▼

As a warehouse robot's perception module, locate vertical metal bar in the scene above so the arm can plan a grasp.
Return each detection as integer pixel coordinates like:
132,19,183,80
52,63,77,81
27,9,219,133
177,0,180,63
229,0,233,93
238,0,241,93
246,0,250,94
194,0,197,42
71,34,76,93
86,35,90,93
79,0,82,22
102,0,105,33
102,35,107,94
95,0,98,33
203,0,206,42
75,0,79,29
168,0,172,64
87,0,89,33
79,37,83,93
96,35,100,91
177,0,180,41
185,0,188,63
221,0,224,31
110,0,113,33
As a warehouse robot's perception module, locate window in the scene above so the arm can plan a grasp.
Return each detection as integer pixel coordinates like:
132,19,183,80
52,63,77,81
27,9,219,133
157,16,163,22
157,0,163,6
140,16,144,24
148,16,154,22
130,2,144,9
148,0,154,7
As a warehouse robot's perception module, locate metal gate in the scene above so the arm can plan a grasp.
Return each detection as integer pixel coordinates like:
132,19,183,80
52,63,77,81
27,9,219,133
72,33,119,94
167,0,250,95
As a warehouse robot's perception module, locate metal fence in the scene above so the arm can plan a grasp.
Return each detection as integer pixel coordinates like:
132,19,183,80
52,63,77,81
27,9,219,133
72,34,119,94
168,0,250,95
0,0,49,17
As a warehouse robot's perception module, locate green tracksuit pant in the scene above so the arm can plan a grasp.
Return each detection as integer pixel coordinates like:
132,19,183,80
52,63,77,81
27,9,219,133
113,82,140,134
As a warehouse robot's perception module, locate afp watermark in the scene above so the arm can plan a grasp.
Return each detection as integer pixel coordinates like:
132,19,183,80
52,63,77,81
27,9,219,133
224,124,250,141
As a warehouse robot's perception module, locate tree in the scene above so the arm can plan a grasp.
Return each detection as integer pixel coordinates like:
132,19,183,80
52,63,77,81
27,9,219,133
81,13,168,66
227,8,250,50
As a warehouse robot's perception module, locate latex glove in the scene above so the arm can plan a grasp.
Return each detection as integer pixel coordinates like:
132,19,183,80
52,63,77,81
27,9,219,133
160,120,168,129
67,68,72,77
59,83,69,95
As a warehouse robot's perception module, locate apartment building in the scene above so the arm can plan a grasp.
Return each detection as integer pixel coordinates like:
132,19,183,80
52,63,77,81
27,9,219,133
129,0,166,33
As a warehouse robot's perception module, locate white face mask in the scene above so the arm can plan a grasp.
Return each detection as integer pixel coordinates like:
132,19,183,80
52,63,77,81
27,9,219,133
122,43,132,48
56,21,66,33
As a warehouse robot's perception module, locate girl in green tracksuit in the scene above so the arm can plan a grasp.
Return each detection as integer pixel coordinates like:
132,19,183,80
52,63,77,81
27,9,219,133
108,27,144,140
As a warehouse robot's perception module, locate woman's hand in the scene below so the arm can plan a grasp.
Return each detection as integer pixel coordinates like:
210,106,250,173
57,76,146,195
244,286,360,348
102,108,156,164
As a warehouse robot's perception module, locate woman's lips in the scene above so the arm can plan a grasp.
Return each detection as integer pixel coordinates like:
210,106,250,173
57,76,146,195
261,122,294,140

▲

**DIRECTIONS FOR THIS TASK:** Put every line of the items above into a JSON list of strings, one string per line, leaving out blank lines.

**TASK RESPONSE:**
[
  "As a warehouse robot's perception module, locate vertical metal bar in the scene above so the arm can plan a grasp.",
  "Return each detection as integer pixel coordinates like:",
  "132,19,183,80",
  "52,63,77,81",
  "27,9,219,133",
  "177,0,180,63",
  "229,0,233,93",
  "238,0,241,93",
  "246,0,250,94",
  "194,0,197,42",
  "71,34,76,93",
  "86,35,90,93",
  "79,0,82,22",
  "102,0,105,33",
  "102,35,107,94",
  "95,0,98,33",
  "203,0,206,42",
  "75,0,79,29",
  "168,0,172,64",
  "87,0,89,33",
  "79,37,83,93",
  "96,35,100,91",
  "177,0,180,41",
  "185,0,188,63",
  "221,0,224,31",
  "110,0,113,33",
  "As a warehouse robot's perception module, locate window in the scene above so the arm can plan a grasp.",
  "Return each detection as integer pixel coordinates like:",
  "132,19,183,80",
  "52,63,77,81",
  "27,9,219,133",
  "157,16,163,22",
  "157,0,163,6",
  "140,16,144,24",
  "148,16,154,22",
  "130,2,144,9",
  "148,0,154,7",
  "As a warehouse robot's perception module, locate metal gate in the scene above so the arm can plan a grasp.",
  "Return each detection as integer pixel coordinates like:",
  "132,19,183,80",
  "52,63,77,81",
  "27,9,219,133",
  "72,33,119,94",
  "167,0,250,95",
  "As a warehouse robot's perception module, locate metal fence in the scene above so the arm can plan a grasp.",
  "Return each detection as integer pixel coordinates like:",
  "132,19,183,80",
  "52,63,77,81",
  "27,9,219,133",
  "72,34,119,94",
  "168,0,250,95",
  "0,0,49,17",
  "As a warehouse robot's perception module, locate green tracksuit pant in the scene above so the arm can plan a grasp.",
  "Return each detection as integer pixel coordinates like:",
  "132,19,183,80",
  "52,63,77,81",
  "27,9,219,133",
  "113,82,140,134",
  "As a warehouse robot's perception module, locate afp watermark in the scene above so the arm can plan a grasp.",
  "Return each detection as integer pixel coordinates like:",
  "132,19,183,80",
  "52,63,77,81",
  "27,9,219,133",
  "224,124,250,141",
  "As a warehouse robot's perception module, locate tree in the scene above so the arm can plan a grasp.",
  "Return each detection as integer pixel coordinates like:",
  "132,19,183,80",
  "52,63,77,81",
  "27,9,219,133",
  "81,13,168,66",
  "227,8,250,50",
  "As a warehouse robot's perception module, locate latex glove in the scene above so the arm can plan a grasp.",
  "Return each detection as integer pixel coordinates like:",
  "132,19,183,80",
  "52,63,77,81",
  "27,9,219,133",
  "160,120,168,129",
  "67,68,72,77",
  "59,83,69,95",
  "As a warehouse robot's perception module, locate apartment building in the scene above so the arm can plan a grasp.",
  "Return each detection as integer pixel coordinates like:",
  "132,19,183,80",
  "52,63,77,81",
  "27,9,219,133",
  "129,0,166,33",
  "As a warehouse robot's perception module, locate white face mask in the scene above so the arm can plan a grasp.",
  "Return each detection as integer pixel coordinates like:",
  "132,19,183,80",
  "52,63,77,81",
  "27,9,219,133",
  "122,43,132,48",
  "56,21,66,33",
  "As a warehouse robot's perception module, locate girl in green tracksuit in the scene above so the arm can plan a grasp.",
  "Return each detection as integer pixel coordinates like:",
  "132,19,183,80",
  "52,63,77,81",
  "27,9,219,133",
  "108,27,144,140",
  "As a warehouse robot's perception module, locate woman's hand in the scene below so the arm can plan a grasp.",
  "Return each detection as integer pixel coordinates like:",
  "210,106,250,173",
  "57,76,146,195",
  "244,286,360,348",
  "102,108,156,164",
  "As a warehouse robot's perception module, locate woman's lips in the scene above so the arm can plan a grasp.",
  "Return each detection as integer pixel coordinates like:",
  "210,106,250,173",
  "57,76,146,195",
  "261,122,294,140"
]